Report the lines of the data below that contain the string "Return".

_____

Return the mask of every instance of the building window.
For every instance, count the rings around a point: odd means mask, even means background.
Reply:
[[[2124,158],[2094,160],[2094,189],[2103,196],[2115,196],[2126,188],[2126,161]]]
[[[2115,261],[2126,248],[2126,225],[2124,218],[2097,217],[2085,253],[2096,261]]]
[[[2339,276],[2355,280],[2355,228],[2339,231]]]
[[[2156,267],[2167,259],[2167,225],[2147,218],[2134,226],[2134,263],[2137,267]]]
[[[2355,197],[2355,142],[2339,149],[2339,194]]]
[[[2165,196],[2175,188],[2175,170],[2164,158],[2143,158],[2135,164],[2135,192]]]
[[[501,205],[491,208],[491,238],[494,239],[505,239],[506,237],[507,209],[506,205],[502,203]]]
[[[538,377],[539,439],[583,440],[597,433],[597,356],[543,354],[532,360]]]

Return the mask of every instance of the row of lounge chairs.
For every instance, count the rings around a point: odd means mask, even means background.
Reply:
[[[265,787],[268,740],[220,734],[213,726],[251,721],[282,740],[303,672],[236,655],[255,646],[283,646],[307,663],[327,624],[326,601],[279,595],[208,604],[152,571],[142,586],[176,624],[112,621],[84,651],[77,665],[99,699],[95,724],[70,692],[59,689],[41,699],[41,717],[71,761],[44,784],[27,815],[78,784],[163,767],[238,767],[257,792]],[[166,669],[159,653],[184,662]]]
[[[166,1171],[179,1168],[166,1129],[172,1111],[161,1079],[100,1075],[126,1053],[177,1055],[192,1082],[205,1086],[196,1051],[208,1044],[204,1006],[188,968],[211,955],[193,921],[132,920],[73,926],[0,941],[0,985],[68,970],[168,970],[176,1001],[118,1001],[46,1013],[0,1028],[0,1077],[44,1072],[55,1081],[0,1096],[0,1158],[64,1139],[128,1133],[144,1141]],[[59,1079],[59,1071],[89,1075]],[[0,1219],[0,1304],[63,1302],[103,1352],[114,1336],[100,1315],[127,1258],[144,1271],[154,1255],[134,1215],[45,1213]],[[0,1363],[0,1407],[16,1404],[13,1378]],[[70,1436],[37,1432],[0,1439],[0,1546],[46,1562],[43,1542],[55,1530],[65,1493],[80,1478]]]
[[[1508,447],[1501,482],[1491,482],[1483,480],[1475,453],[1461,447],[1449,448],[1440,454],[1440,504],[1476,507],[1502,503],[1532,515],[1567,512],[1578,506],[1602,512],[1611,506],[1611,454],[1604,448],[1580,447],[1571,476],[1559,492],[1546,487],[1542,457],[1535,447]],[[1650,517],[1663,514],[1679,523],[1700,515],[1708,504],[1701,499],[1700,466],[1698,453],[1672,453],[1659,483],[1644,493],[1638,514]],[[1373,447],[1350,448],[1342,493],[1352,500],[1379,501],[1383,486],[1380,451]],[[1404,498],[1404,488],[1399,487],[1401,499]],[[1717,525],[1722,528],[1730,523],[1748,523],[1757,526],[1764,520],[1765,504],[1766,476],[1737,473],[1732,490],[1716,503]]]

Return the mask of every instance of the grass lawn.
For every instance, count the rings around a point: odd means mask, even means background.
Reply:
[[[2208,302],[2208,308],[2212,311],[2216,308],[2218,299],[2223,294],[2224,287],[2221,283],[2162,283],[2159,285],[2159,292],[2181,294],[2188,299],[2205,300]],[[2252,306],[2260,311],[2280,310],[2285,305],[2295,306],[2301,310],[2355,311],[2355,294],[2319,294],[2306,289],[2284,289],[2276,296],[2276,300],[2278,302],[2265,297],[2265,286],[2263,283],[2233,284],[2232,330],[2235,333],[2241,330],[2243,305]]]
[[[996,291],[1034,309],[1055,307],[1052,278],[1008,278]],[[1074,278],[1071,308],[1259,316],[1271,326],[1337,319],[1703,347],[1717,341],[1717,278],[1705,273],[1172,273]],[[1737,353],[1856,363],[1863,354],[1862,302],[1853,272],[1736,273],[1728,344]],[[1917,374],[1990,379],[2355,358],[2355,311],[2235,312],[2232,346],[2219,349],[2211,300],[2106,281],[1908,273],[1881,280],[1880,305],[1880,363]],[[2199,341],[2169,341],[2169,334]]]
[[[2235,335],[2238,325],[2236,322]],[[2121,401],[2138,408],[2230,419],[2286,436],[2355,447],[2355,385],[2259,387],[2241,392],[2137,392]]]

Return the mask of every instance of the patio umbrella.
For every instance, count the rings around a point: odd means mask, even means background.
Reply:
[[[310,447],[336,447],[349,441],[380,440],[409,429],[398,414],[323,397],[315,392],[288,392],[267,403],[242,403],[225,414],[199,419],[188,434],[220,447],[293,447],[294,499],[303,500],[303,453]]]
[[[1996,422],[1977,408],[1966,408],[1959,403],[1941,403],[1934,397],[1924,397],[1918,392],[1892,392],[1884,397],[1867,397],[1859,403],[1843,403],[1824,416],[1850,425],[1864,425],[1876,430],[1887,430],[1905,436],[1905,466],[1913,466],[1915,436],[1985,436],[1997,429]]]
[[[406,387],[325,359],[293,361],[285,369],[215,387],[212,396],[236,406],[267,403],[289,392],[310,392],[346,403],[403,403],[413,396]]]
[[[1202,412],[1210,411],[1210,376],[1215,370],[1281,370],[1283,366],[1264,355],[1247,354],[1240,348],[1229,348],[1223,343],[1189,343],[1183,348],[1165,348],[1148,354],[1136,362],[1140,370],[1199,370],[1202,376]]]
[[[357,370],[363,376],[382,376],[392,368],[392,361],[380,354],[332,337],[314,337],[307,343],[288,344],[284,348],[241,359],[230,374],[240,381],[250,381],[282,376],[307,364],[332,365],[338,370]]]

_____

SOLUTION BELOW —
Return the mask of every instance of the building window.
Return the mask of every instance of the row of lounge chairs.
Return the mask of every instance of the grass lawn.
Return the mask of every instance of the patio umbrella.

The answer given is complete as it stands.